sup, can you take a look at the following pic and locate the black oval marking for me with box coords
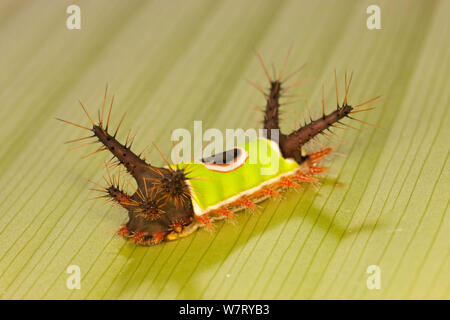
[201,148,241,165]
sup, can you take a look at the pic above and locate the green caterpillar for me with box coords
[58,55,380,246]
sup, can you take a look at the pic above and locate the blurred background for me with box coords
[0,0,448,299]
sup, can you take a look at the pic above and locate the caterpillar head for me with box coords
[122,166,195,245]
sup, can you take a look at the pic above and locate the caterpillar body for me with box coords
[57,54,380,246]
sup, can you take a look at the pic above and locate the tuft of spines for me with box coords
[237,195,258,211]
[217,206,234,219]
[134,199,165,220]
[197,214,213,230]
[88,165,138,211]
[259,186,282,198]
[144,167,191,209]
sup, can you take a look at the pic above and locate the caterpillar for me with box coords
[57,52,381,246]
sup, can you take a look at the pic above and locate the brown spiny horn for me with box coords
[252,65,380,163]
[278,73,380,163]
[57,89,165,182]
[279,104,353,162]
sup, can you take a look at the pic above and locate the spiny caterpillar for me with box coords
[57,52,381,246]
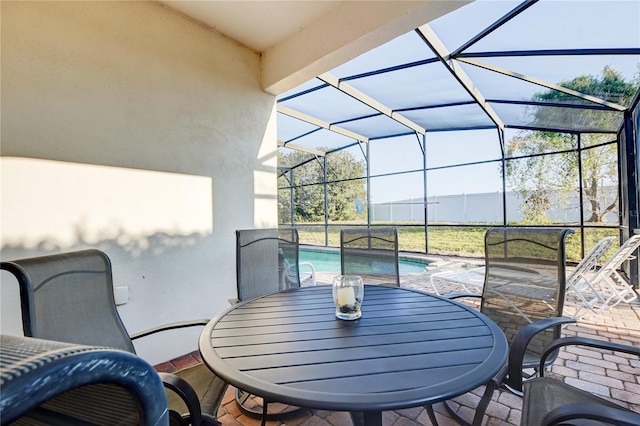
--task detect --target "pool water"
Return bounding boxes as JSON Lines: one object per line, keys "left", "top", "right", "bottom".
{"left": 299, "top": 248, "right": 429, "bottom": 273}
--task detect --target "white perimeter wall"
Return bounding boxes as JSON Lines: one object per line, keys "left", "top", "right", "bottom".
{"left": 1, "top": 1, "right": 276, "bottom": 364}
{"left": 372, "top": 190, "right": 619, "bottom": 224}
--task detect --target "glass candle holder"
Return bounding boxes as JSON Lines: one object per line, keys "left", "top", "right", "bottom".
{"left": 332, "top": 275, "right": 364, "bottom": 320}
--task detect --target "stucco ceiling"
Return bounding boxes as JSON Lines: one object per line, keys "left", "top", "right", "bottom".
{"left": 156, "top": 1, "right": 469, "bottom": 94}
{"left": 158, "top": 1, "right": 341, "bottom": 52}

■ **TASK DIRECTIONS**: Here the job is to print all the data exactly, skipping any image.

■ **EXERCISE ANSWER**:
sup, can you take a look at the following pic and locate the black oval marking for me with box coords
[201,148,241,165]
sup, can you take a look at the pic above and locate the green caterpillar for me with box coords
[58,55,380,246]
sup, can you take a look at the pic above and locate the blurred background for me with box coords
[0,0,448,299]
sup, can you take a look at the pic above and locate the caterpillar head for me with box coords
[122,166,195,245]
sup, can you take a look at the pic above and locate the caterpillar body for me with box coords
[57,54,380,246]
sup, can you take a look at the pic above and locate the tuft of spines for me with box coords
[237,195,258,211]
[217,206,234,219]
[134,199,165,220]
[197,214,213,230]
[88,165,138,211]
[259,186,282,198]
[144,167,191,209]
sup, can you take a look at the pic above and locate the caterpillar for me with box coords
[57,52,381,246]
sup, can you take a look at the pic above and locate the brown spiny horn for me with box coords
[252,65,380,163]
[278,73,380,163]
[57,89,165,182]
[279,104,353,162]
sup, can you take a look at the pic above and locate the spiny caterpillar for me with box coords
[57,52,381,246]
--task detect --target "pool water"
Return bounding boxes as JSON Lines: one object per line, keys "left", "top", "right", "bottom".
{"left": 299, "top": 248, "right": 429, "bottom": 273}
--task detect --target "white perimeter wall"
Return bounding boxes as JSON Lines: one object per line, keys "left", "top", "right", "bottom".
{"left": 1, "top": 1, "right": 276, "bottom": 364}
{"left": 372, "top": 190, "right": 619, "bottom": 224}
--task detect --target "glass candle holder"
Return bounding boxes as JSON Lines: one object per line, keys "left", "top", "right", "bottom".
{"left": 332, "top": 275, "right": 364, "bottom": 320}
--task detect --target "stucco ceiling"
Return bounding boxes as JSON Lines: one object per line, keys "left", "top", "right", "bottom".
{"left": 156, "top": 1, "right": 469, "bottom": 94}
{"left": 158, "top": 1, "right": 341, "bottom": 52}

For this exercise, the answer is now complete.